- [Ausgangstext]
——————
Die Massenmigration in Polen hörte auch mit dem Zweiten Weltkrieg nicht auf. Durch die Verschiebung der Grenzen fanden sich Millionen von Polinnen und Polen außerhalb des Staatsgebietes. Umsiedler, Zwangsarbeiter, Kriegsgefangene und Deportierte standen vor der Wahl: Zurückkehren oder bleiben. Der sich senkende Eiserne Vorhang schränkte die legale Ausreise ab etwa 1949 drastisch ein, als die kommunistische Führung versuchte, die Menschen von der westlichen Welt abzuschotten. „Über zwei Millionen Menschen verließen zwischen 1949 und 1989 Polen”, so Łukasz. Deshalb widmet das Emigrationsmuseum der Zeit des Kalten Krieges ein eigenes Kapitel.
„Es gab spektakuläre Fluchten, für die Menschen ihr Leben riskierten, manche bezahlten auch mit dem Leben”, erklärt der Historiker. „Die meisten Menschen haben Polen in dieser Zeit als Touristen in Reisegruppen verlassen.” Er erzählt von Fällen, in denen Fahrer mit leeren Reisebussen nach Polen zurückkamen, da alle anderen Reisenden sich unterwegs abgesetzt und im westlichen Ausland um Asyl gebeten hatten. Łukasz erläutert, dass die Menschen im kommunistischen Polen vor der jeweiligen Reise erst einen Reisepass beantragen mussten.
Wer keine Chance auf einen Reisepass hatte, da er bereits im Visier des Geheimdienstes war, dem blieb nur eine waghalsige und lebesgefährliche Flucht. Łukasz berichtet von Flugzeugentführungen polnischer Maschinen, bei denen Piloten gezwungen wurden, in Tempelhof (Westberlin) statt in Schönefeld (Ostberlin) zu landen. Andere sprangen von Touristenbooten vor der Küste Skandinaviens und schwammen an Land. Außerdem gab es einzelne Fluchten von polnischen Militärangehörigen, die mit Flugzeugen die dänische Insel Bornholm erreichten. Das Emigrationsmuseum ermutigt Menschen, auch noch nach Jahrzehnten ihre persönlichen Geschichten zu erzählen. Łukasz berichtet von der Begegnung mit einem Mann, der sich ein Jahr auf seine Flucht im Technikraum eines Frachschiffes nach Schweden vorbereitet hatte. Er blieb unentdeckt und kam in Schweden an. „Die Menschen waren sehr erfinderisch, um aus dem kommunistischen Land zu fliehen.”
Mit dem Beginn der Solidarność-Bewegung und der Verhängung des Kriegsrechts nahm die Emigration zu. Zum einen wurde die Passvergabe liberalisiert, so dass Menschen mit Touristenvisa ausreisen konnten. Viele blieben dann im Ausland. Gleichzeitig wurden aktive Solidarność-Mitglieder zur Ausreise unter Androhung von weiteren Repressalien erpresst. Sie bekamen ein Reisedokument, das keine Einreise mehr erlaubte.
——————
- [Angezeigte Informationen]
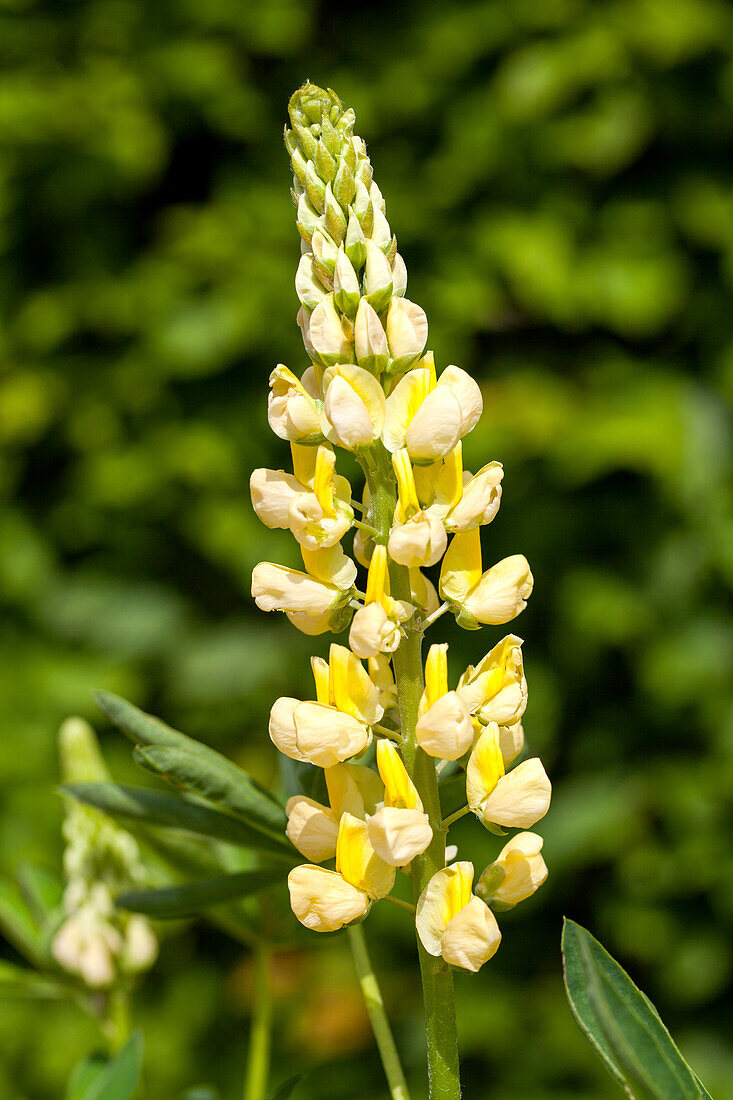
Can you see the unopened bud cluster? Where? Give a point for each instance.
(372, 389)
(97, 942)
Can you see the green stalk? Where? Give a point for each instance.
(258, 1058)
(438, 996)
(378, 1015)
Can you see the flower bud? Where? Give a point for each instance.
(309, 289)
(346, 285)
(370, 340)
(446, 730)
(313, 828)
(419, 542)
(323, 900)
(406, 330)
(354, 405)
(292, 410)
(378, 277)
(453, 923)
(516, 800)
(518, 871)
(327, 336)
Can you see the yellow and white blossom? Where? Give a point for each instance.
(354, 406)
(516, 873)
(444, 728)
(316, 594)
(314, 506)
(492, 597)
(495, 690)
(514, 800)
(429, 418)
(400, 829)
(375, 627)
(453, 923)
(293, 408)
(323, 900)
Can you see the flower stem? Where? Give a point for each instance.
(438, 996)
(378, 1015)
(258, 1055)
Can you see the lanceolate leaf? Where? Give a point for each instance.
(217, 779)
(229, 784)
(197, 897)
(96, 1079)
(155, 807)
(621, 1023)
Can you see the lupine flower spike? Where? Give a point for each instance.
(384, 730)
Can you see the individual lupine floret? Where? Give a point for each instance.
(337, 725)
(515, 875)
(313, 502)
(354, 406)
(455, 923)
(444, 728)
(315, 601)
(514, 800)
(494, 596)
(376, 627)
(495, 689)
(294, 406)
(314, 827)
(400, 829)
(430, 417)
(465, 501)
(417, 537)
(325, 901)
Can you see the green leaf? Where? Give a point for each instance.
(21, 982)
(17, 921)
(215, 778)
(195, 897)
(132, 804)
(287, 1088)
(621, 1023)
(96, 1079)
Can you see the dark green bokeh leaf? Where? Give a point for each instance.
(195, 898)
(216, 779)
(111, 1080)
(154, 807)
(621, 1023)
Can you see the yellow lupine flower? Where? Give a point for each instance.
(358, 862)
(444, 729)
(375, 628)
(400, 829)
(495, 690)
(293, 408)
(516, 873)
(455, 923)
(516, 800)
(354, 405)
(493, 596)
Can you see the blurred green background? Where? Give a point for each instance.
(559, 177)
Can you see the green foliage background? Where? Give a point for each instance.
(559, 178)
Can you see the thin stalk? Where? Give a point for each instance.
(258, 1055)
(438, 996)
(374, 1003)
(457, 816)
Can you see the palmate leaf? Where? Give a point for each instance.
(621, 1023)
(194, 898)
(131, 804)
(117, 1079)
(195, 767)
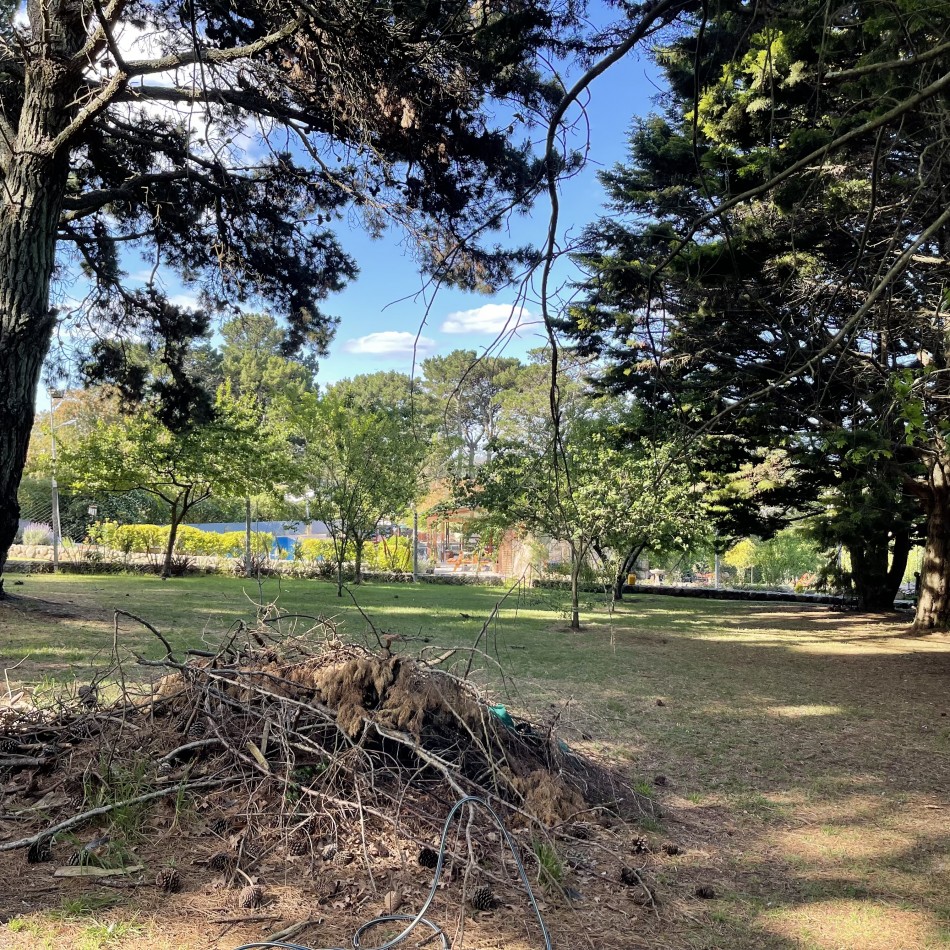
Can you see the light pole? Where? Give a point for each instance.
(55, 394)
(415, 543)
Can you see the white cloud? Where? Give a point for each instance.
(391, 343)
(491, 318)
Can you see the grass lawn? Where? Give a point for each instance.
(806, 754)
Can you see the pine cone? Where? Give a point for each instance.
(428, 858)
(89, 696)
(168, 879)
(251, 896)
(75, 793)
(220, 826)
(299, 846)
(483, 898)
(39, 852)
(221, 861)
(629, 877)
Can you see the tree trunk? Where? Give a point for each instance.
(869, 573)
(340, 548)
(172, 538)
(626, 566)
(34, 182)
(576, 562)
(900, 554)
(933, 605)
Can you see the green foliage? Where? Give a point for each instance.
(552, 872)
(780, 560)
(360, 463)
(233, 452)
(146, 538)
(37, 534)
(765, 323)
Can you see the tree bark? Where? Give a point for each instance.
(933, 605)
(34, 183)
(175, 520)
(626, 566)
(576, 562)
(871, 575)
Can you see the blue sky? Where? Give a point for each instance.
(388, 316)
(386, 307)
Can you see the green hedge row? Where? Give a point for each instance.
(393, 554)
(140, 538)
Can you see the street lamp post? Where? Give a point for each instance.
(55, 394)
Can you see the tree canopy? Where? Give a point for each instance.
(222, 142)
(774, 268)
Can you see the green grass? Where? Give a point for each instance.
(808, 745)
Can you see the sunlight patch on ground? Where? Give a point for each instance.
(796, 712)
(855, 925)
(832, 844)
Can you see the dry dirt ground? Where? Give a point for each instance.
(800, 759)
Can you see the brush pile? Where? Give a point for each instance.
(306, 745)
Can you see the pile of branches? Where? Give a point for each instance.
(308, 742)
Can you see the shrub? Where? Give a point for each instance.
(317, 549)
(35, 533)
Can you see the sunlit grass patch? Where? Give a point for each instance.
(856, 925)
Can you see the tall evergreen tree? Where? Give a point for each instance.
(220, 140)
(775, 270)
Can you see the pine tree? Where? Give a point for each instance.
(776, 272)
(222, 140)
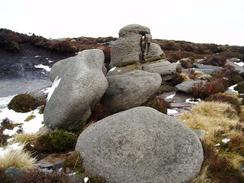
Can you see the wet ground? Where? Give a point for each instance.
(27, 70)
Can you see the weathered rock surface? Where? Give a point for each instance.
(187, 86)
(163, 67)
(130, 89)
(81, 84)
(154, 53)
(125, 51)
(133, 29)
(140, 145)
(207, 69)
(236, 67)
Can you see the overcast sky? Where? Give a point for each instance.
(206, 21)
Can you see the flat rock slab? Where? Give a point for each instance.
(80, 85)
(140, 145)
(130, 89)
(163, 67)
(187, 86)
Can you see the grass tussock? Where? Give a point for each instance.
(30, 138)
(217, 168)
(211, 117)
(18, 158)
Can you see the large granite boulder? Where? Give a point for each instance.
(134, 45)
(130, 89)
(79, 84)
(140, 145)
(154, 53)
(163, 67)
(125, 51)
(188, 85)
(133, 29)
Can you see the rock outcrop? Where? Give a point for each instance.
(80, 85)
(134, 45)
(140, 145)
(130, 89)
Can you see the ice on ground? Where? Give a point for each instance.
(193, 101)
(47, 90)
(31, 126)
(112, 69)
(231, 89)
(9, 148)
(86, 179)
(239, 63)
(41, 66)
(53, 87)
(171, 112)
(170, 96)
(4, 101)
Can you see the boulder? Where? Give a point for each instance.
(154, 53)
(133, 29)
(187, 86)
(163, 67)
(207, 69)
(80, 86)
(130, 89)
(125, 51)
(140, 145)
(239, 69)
——————
- [Zu beantwortende Fragen]
A) Stimmen die folgenden Aussagen mit dem Text über die Emigration aus Polen überein? Antworte jeweils mit Ja oder Nein und zitiere die entscheidenden Worte des Textes: (i) Die legale Ausreise wurde ab etwa 1949 drastisch eingeschränkt. (ii) Die meisten Menschen verließen Polen in dieser Zeit durch Flugzeugentführungen. (iii) Aktive Solidarność-Mitglieder erhielten ein Reisedokument, das ihnen die Wiedereinreise erlaubte.
B) Schreibe den Abschnitt des Textes über die Emigration aus Polen von „Die Massenmigration in“ bis „ein eigenes Kapitel.“ neu und setze dabei „Flüchtlinge“ an die Stelle von „Umsiedler“.

- [Lösungen]
A)
(i) Ja: „Der sich senkende Eiserne Vorhang schränkte die legale Ausreise ab etwa 1949 drastisch ein“
(ii) Nein: „Die meisten Menschen haben Polen in dieser Zeit als Touristen in Reisegruppen verlassen.“
(iii) Nein: „Sie bekamen ein Reisedokument, das keine Einreise mehr erlaubte.“

B)
Die Massenmigration in Polen hörte auch mit dem Zweiten Weltkrieg nicht auf. Durch die Verschiebung der Grenzen fanden sich Millionen von Polinnen und Polen außerhalb des Staatsgebietes. Flüchtlinge, Zwangsarbeiter, Kriegsgefangene und Deportierte standen vor der Wahl: Zurückkehren oder bleiben. Der sich senkende Eiserne Vorhang schränkte die legale Ausreise ab etwa 1949 drastisch ein, als die kommunistische Führung versuchte, die Menschen von der westlichen Welt abzuschotten. „Über zwei Millionen Menschen verließen zwischen 1949 und 1989 Polen”, so Łukasz. Deshalb widmet das Emigrationsmuseum der Zeit des Kalten Krieges ein eigenes Kapitel.